━━━ DATA TO EXAMINE
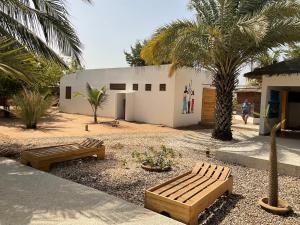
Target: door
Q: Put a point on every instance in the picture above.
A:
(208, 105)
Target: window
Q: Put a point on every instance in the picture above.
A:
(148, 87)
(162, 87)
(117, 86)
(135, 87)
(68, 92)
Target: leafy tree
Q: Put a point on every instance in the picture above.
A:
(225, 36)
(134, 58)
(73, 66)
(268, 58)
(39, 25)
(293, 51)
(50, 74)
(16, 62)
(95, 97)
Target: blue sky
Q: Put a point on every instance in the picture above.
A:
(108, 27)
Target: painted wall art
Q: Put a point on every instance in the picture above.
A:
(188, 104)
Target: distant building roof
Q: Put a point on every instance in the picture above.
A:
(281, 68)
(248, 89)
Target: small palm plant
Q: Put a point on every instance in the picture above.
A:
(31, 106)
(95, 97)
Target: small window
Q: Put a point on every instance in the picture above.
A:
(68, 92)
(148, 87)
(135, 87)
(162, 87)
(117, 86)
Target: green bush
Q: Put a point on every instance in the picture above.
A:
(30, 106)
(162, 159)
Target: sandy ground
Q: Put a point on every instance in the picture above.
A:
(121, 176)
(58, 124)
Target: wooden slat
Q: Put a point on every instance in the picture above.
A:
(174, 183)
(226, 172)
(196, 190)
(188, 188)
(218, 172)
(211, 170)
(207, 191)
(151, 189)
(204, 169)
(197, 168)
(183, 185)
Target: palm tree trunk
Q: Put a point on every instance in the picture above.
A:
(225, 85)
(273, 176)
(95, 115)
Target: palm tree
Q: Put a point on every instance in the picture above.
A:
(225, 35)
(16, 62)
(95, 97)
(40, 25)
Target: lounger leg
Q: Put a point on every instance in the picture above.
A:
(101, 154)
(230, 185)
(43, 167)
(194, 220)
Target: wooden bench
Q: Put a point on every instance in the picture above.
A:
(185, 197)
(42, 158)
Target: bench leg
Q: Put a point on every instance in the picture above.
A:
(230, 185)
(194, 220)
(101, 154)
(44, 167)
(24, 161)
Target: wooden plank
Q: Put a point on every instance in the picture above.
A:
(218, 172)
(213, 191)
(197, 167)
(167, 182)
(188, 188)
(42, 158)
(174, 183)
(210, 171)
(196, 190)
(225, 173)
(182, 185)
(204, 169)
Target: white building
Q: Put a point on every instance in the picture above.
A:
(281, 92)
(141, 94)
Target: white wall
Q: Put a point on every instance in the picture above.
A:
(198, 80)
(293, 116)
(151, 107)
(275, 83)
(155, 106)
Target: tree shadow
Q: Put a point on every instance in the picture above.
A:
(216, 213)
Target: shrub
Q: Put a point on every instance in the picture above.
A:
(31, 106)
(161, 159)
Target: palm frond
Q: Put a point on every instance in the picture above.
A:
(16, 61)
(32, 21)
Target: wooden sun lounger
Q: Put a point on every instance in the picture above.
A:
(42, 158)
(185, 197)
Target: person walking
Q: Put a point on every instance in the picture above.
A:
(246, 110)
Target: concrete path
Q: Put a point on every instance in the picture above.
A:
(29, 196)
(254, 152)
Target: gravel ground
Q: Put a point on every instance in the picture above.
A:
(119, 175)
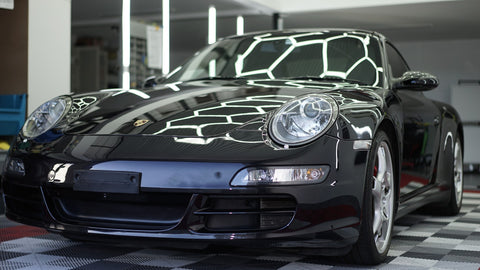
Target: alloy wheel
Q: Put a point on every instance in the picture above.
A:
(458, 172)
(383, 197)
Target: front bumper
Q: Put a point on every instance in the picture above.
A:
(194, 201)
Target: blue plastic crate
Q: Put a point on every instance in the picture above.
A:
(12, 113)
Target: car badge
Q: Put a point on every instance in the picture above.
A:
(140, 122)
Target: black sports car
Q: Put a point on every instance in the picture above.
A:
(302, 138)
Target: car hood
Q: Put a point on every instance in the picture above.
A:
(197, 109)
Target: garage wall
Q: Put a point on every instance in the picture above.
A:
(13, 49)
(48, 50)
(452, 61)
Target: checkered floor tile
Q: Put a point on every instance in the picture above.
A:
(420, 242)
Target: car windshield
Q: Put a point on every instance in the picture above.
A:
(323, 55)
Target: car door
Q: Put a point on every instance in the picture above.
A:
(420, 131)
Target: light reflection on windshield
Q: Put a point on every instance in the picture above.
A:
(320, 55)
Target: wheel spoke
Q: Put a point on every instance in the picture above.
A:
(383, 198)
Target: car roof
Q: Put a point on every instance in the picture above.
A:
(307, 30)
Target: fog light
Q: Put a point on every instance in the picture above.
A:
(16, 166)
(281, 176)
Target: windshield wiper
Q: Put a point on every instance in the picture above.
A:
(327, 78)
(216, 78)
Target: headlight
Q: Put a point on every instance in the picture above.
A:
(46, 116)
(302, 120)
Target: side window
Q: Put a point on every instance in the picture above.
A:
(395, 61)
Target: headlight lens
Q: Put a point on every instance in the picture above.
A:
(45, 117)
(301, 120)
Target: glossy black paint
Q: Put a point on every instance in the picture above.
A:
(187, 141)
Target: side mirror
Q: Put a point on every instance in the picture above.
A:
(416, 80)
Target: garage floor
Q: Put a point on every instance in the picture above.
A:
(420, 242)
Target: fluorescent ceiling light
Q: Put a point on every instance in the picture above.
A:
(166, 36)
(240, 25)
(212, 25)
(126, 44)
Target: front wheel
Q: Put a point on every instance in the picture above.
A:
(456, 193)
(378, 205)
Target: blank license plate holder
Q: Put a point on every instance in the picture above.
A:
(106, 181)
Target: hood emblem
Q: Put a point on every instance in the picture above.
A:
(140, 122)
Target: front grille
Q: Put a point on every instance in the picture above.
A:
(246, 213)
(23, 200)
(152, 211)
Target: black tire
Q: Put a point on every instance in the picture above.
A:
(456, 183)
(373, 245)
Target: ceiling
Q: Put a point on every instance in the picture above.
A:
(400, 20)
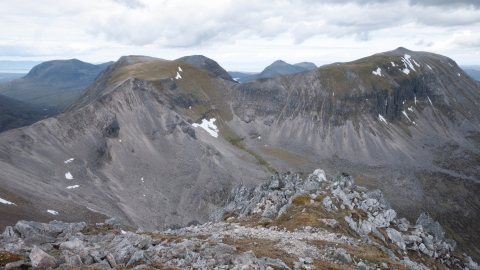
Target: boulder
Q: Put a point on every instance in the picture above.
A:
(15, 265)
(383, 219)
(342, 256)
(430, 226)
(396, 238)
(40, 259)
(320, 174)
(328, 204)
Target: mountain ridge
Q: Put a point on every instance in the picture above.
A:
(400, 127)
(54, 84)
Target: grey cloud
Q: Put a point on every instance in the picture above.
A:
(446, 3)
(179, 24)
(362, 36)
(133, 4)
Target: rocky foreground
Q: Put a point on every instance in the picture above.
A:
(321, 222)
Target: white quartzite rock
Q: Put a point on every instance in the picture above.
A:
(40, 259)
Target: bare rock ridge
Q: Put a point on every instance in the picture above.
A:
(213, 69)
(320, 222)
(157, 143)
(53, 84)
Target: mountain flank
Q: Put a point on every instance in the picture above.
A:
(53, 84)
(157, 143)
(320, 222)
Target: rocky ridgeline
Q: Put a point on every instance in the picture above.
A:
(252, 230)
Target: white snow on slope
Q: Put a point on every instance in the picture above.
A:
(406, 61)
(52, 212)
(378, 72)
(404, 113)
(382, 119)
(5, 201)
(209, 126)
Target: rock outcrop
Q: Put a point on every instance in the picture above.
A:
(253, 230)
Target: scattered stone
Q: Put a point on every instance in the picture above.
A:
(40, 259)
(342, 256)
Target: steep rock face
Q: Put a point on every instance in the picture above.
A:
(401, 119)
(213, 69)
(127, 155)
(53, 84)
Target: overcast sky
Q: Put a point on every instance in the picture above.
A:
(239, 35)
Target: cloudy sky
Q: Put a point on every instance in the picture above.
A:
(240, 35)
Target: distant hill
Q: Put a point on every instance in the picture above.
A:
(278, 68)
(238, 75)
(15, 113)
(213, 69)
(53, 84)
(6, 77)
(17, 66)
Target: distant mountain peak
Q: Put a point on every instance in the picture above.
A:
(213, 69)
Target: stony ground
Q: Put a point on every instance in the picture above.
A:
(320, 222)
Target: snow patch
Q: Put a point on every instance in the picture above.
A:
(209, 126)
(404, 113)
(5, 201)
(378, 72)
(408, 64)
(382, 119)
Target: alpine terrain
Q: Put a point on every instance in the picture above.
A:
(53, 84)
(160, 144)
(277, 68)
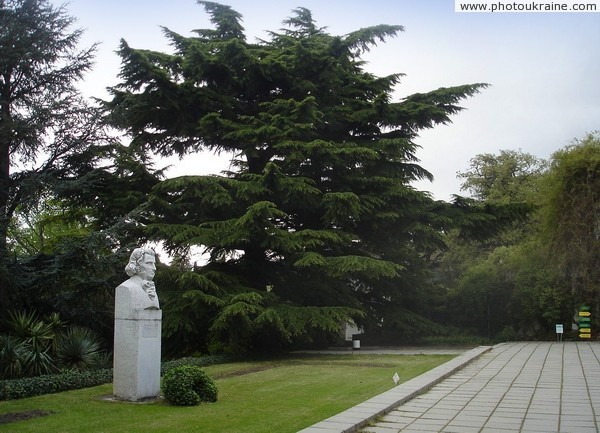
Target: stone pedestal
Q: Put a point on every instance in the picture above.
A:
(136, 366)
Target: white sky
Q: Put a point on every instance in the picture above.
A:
━━━━━━
From the line that contains "Target: white quartzite rock" to the last line of the data, print each line exactly, both ends included, and omit the pictures.

Target: white quartzite rock
Q: Put a point on every instance in the picture above.
A:
(40, 259)
Target: bare rock ridge
Q: Put a point on every instance in the picture above.
A:
(213, 69)
(320, 222)
(157, 143)
(53, 84)
Target: mountain flank
Q: Put a point on every instance in the picture above.
A:
(53, 84)
(157, 143)
(320, 222)
Target: rocky ridgeline
Q: Put a point on every instance in the picture above.
A:
(252, 230)
Target: white snow on slope
Q: Put a point on every instance in the picture above.
A:
(406, 61)
(52, 212)
(378, 72)
(404, 113)
(382, 119)
(5, 201)
(209, 126)
Target: rock outcrop
Q: Put a point on every instance in the picture above.
A:
(253, 230)
Target: scattered stone
Q: Put a point on every instance in the picture above.
A:
(40, 259)
(342, 256)
Target: steep rock face
Q: Put a point on every instance in the picture above.
A:
(401, 119)
(213, 69)
(127, 155)
(53, 84)
Target: overcast sky
Q: Put a point on every instance in the picture above.
A:
(239, 35)
Target: cloudy sky
Q: Put a point on every instance in the picture above.
A:
(240, 35)
Target: distant hill
Q: Put a point on every instance in the picture above.
A:
(278, 68)
(238, 75)
(15, 113)
(213, 69)
(53, 84)
(6, 77)
(17, 66)
Target: distant mountain peak
Q: Put a point on every instance in the picture above.
A:
(213, 69)
Target: stony ground
Q: Put a point on every instance in the picture above.
A:
(320, 222)
Target: snow patch
Q: Put a point on every instance in the picture above.
A:
(209, 126)
(404, 113)
(5, 201)
(378, 72)
(408, 64)
(382, 119)
Target: alpine terrain
Q: Put a point on every instance in the picture above.
A:
(53, 84)
(160, 144)
(277, 68)
Target: stone pedestal
Q: Put a point on every instance in the picture above.
A:
(136, 366)
Target: white sky
Q: Put a point on every instance in the picture above.
A:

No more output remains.